(Dataset excerpts)
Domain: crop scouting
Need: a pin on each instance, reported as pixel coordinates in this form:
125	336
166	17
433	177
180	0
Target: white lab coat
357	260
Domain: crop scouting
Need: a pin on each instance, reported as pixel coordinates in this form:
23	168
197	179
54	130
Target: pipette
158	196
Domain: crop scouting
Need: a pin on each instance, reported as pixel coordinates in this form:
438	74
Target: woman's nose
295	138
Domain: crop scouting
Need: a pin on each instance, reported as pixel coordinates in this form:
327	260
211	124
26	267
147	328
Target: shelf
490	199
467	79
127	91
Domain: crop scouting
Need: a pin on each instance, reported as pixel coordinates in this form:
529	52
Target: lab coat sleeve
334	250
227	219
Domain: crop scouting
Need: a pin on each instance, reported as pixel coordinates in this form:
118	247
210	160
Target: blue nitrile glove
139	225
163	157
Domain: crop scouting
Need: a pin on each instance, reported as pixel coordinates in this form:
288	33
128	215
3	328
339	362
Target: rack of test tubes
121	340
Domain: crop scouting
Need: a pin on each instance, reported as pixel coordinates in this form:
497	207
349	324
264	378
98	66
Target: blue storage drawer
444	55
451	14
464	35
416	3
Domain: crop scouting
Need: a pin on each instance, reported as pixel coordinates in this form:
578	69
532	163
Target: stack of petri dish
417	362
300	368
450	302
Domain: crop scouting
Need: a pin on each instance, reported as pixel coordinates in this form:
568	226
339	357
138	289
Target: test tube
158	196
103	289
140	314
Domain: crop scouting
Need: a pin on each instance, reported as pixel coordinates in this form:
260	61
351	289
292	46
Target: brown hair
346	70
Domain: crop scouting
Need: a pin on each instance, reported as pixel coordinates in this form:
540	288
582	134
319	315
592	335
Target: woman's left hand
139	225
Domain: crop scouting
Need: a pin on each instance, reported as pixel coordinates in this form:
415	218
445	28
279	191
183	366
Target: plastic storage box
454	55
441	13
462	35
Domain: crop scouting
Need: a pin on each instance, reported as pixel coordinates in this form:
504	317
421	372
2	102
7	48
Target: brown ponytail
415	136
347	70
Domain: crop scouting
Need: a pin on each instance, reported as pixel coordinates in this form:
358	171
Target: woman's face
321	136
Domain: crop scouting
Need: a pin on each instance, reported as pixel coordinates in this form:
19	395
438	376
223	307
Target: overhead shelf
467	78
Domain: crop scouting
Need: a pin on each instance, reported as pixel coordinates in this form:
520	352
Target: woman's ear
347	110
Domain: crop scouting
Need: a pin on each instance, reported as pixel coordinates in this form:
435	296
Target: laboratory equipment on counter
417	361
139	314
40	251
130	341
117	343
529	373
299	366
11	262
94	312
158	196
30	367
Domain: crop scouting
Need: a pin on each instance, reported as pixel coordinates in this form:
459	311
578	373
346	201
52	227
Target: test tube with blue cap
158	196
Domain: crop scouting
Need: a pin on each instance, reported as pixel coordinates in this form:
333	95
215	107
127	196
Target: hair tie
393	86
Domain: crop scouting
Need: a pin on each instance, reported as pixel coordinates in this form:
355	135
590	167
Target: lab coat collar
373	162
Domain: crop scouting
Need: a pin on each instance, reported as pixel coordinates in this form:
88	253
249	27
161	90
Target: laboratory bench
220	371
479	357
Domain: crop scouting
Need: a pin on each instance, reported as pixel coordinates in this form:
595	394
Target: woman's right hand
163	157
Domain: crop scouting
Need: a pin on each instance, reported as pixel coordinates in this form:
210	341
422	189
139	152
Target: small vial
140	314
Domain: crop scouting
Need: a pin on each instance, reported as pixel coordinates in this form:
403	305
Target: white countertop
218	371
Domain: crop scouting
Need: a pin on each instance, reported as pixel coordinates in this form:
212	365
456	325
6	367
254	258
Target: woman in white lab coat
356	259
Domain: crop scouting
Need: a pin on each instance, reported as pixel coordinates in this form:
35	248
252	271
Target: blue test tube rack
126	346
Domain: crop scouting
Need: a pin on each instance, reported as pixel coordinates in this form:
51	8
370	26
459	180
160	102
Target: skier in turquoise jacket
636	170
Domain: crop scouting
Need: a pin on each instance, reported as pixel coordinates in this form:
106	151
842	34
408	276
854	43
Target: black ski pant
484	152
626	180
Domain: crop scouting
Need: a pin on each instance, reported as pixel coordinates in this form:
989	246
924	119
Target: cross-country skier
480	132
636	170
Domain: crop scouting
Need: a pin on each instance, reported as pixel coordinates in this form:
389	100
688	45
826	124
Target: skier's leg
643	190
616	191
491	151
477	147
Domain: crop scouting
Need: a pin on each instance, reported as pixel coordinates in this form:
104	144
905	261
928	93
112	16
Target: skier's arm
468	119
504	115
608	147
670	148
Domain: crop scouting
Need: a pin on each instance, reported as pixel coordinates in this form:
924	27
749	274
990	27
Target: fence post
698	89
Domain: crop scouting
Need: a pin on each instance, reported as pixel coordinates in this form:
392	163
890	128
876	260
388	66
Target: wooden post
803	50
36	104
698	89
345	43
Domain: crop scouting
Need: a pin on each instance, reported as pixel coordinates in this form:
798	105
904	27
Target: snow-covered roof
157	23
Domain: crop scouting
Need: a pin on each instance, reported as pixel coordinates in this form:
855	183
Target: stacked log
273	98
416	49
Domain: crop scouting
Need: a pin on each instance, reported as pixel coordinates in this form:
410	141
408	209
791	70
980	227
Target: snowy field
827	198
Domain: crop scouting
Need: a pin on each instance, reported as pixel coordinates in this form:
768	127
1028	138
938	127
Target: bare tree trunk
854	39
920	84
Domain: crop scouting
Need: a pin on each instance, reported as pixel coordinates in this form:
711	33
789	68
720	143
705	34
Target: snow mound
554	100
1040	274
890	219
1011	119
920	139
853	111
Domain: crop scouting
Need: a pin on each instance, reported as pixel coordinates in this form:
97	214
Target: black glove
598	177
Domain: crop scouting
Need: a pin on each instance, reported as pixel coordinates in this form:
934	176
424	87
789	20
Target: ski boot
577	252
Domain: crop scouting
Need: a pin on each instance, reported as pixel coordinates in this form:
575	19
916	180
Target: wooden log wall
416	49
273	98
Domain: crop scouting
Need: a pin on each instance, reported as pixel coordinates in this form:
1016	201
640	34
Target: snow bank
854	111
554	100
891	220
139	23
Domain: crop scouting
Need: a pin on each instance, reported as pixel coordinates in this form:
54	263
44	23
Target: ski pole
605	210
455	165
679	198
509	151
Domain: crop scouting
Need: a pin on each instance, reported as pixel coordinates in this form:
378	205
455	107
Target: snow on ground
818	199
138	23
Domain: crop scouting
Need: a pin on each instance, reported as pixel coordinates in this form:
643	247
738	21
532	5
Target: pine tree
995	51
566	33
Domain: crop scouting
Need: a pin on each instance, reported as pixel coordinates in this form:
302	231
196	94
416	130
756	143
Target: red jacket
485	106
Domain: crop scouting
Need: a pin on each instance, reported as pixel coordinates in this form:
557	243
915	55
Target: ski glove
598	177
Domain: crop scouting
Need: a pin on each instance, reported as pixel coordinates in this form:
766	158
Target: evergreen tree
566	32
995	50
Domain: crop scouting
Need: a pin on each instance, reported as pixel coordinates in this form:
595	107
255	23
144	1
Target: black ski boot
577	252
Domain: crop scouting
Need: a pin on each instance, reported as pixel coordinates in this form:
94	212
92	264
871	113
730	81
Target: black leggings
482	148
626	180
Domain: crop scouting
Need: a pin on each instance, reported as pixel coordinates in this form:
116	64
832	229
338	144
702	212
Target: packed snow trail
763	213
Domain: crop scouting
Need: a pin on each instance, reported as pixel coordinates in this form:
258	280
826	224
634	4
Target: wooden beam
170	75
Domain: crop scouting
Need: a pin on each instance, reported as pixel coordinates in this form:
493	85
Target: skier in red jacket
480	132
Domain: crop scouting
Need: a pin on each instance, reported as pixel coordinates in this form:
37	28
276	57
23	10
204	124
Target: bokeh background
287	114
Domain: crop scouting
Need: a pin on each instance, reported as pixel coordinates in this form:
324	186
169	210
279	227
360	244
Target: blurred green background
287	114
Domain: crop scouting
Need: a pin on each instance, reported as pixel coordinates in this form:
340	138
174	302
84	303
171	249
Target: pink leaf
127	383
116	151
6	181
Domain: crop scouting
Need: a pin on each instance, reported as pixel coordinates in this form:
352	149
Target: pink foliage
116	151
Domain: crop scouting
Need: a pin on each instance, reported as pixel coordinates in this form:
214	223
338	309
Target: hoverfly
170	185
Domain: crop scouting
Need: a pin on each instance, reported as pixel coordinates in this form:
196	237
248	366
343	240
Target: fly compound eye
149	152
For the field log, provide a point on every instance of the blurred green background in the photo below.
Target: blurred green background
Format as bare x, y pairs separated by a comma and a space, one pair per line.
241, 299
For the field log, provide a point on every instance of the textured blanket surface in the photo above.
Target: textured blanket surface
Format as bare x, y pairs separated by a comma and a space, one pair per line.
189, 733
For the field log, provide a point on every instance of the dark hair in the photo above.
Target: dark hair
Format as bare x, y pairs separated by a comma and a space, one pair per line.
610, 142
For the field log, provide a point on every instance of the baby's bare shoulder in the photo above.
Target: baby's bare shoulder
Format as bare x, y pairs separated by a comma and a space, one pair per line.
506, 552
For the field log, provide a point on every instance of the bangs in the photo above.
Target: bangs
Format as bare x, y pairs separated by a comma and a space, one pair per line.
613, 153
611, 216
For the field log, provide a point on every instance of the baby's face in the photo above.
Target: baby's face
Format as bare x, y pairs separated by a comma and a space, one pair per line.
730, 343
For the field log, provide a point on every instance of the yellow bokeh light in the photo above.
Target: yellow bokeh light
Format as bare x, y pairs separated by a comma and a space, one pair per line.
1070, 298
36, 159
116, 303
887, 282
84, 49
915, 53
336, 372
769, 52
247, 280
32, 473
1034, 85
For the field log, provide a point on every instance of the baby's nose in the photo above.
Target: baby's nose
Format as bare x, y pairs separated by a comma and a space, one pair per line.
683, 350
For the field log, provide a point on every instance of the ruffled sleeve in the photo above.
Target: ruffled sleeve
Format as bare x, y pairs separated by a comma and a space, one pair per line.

Work request: Pull each line containing "shoulder" from the records.

Exercise response:
For the field log, provide a point on every instance of the baby's bare shoulder in the photo above.
Target: baby's bare shoulder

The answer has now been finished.